▸ DO THIS: Starting at the beginning of the records and ending with the line that contains "43), (148, 41)]", carry every line over, requests included, and add 49 to each coordinate in the answers. Leave the pictures out.

▸ STORED DATA:
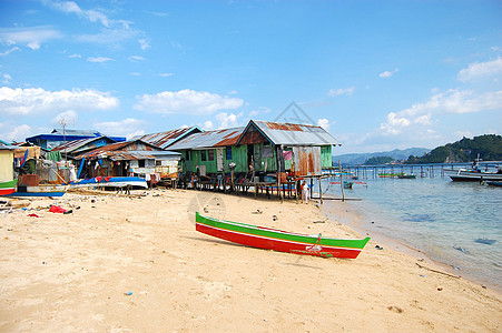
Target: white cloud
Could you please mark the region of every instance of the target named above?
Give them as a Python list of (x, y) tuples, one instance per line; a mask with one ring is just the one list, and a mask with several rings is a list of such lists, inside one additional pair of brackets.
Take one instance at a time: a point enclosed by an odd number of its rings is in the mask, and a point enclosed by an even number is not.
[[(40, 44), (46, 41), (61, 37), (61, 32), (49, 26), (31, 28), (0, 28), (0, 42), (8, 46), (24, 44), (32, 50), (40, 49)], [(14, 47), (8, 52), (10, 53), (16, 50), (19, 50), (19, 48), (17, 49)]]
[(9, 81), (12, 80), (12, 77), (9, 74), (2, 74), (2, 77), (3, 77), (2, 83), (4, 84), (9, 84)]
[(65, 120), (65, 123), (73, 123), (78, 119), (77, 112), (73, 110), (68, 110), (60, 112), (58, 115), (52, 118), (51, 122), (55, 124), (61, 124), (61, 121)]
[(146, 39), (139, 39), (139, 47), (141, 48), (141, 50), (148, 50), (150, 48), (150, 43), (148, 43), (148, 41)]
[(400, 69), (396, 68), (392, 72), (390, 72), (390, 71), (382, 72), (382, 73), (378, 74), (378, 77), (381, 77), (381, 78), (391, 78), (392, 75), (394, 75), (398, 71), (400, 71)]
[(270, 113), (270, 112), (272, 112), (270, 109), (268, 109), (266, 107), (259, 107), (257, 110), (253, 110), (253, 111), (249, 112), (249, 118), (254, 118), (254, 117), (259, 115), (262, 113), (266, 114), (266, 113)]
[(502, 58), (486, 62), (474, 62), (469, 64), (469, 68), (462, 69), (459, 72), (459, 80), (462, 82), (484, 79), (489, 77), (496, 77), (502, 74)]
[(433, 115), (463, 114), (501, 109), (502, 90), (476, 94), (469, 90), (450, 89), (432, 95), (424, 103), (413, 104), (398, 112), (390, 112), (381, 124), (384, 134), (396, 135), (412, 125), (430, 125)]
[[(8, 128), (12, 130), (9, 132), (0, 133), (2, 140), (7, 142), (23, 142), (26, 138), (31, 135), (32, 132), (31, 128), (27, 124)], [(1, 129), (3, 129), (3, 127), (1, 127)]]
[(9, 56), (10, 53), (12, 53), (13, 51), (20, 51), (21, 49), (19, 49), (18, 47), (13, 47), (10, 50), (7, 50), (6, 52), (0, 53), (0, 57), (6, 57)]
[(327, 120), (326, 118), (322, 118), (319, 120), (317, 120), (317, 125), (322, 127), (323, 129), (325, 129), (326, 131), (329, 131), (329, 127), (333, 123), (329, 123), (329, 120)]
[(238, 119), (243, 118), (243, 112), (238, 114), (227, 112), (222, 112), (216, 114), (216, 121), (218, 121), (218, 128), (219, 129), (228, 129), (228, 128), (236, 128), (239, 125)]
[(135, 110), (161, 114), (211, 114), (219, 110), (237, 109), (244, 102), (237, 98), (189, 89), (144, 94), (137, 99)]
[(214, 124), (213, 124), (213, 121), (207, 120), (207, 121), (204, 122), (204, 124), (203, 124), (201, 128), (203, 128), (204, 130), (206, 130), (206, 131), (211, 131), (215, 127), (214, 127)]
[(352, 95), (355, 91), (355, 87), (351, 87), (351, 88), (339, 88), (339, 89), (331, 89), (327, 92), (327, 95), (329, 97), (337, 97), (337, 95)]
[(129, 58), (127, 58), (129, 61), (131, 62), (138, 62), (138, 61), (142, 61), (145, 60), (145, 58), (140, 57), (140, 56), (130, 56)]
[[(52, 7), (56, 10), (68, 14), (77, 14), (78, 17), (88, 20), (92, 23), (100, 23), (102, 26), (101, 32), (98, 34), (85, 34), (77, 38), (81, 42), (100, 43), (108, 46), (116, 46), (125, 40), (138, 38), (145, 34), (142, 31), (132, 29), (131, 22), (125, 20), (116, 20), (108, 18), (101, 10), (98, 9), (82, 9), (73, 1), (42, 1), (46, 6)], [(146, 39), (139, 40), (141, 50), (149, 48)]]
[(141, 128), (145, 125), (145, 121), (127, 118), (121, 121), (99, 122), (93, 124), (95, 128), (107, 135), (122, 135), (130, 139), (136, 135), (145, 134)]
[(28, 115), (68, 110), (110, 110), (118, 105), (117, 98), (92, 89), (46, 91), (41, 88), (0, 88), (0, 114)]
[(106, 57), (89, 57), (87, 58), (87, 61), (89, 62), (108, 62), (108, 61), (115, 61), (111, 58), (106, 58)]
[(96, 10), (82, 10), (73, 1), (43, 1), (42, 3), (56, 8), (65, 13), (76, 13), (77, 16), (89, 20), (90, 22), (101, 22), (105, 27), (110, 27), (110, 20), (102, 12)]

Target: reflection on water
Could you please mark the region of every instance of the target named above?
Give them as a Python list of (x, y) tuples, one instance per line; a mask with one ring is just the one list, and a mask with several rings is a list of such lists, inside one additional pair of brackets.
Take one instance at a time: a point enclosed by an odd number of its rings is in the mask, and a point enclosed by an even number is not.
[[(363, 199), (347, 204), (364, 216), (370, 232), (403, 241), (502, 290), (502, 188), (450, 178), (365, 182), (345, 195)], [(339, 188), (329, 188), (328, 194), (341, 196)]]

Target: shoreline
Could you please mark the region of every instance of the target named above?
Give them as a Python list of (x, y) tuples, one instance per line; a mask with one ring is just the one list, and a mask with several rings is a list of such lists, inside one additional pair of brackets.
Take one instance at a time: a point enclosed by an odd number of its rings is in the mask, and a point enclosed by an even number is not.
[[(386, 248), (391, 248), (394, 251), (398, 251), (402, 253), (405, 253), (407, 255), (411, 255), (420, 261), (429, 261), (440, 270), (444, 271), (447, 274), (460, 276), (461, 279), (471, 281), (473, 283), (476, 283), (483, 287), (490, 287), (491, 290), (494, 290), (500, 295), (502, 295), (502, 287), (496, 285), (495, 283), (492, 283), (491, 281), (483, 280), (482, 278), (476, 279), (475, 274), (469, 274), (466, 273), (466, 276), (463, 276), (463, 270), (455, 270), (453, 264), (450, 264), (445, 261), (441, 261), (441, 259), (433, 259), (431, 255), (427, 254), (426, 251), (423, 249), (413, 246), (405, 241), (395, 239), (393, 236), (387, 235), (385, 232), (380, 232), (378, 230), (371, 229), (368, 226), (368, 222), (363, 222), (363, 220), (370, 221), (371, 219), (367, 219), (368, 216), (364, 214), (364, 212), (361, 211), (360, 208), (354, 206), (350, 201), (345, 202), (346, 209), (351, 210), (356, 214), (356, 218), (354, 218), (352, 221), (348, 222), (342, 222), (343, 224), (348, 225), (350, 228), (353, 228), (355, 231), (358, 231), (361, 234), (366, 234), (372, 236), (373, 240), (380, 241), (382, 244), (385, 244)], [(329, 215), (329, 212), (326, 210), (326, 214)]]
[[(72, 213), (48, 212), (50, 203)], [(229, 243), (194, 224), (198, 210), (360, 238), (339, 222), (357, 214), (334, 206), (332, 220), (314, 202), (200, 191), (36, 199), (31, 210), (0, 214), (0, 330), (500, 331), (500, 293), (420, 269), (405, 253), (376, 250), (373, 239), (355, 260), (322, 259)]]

▸ ANSWER FOR THIS EXERCISE:
Target: white cloud
Could you please mark the region of every instance of the target named above?
Give them as a Python list of (x, y) tuples, one instance per line; a mask with one ring is just the one list, and a mask with several rings is a list of such lists, inside one additional pair of brackets.
Take one instance at a time: a point enclosed by an odd number of its rings is in the mask, and a point enclosed by an even number is not.
[[(89, 93), (95, 90), (110, 86), (110, 81), (98, 75), (80, 77), (49, 77), (49, 91), (57, 95), (73, 93), (81, 99), (89, 98)], [(63, 96), (57, 101), (59, 102), (65, 99), (68, 99), (68, 97), (66, 98)]]
[(58, 130), (61, 129), (61, 126), (58, 123), (51, 123), (51, 126), (52, 126), (51, 132), (53, 133), (58, 133)]
[(114, 169), (114, 172), (122, 172), (127, 168), (126, 161), (122, 159), (117, 159), (109, 161), (107, 164), (101, 167), (100, 171), (104, 173), (110, 173), (110, 170)]
[(195, 88), (188, 88), (188, 96), (190, 97), (190, 99), (197, 99), (199, 97), (199, 92), (197, 92), (197, 90)]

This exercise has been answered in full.